── TEXTO ──

Esta disposição legal está em consonância com o disposto no n.º 1 do artigo 205º da Constituição da República Portuguesa, que impõe que as decisões dos tribunais que não sejam de mero expediente são fundamentadas na forma prevista na lei, e com a consagração na lei ordinária do mesmo dever de fundamentação, por via da expressa previsão do n.º 1 do artigo 154.º do Código de Processo Civil, de acordo com o qual as decisões proferidas sobre qualquer pedido controvertido ou sobre alguma dúvida suscitada no processo são sempre fundamentadas, e, bem assim, com o artigo 6º da Declaração Europeia dos Direitos do Homem, como uma componente essencial da garantia a um processo equitativo (cf. artigo 20º, nº 4, da Lei Fundamental).
Com efeito, a fundamentação das decisões, quer de facto, quer de direito, proferidas pelos tribunais estará viciada caso seja descurado o dever de especificar os fundamentos decisivos para a determinação da sua convicção, já que a opacidade nessa determinação sempre colocaria em causa as funções que estão ínsitas na motivação da decisão, ou seja, permitir às partes o eventual recurso da decisão com perfeito conhecimento da situação em causa e, simultaneamente, permitir o controlo dessa decisão, colocando o tribunal de recurso em posição de exprimir, em termos seguros, um juízo concordante ou divergente.

───
── DADOS EXTRAÍDOS ──

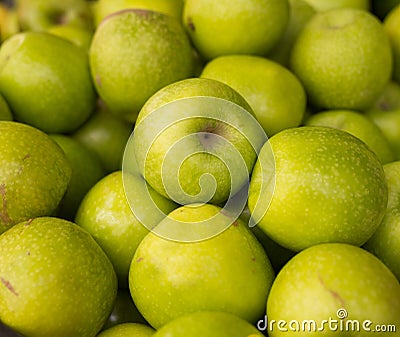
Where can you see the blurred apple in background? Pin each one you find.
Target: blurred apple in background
(133, 54)
(385, 243)
(104, 8)
(385, 113)
(335, 56)
(46, 81)
(249, 27)
(359, 126)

───

● OBJETIVO
Enumere todos os artigos citados no texto sobre o dever de fundamentação, indicando para cada um o número (e o n.º, se houver) e o diploma em que figura.

● RESPOSTA À TAREFA
- n.º 1 do artigo 205º da Constituição da República Portuguesa
- n.º 1 do artigo 154.º do Código de Processo Civil
- artigo 6º da Declaração Europeia dos Direitos do Homem
- artigo 20º, nº 4, da Lei Fundamental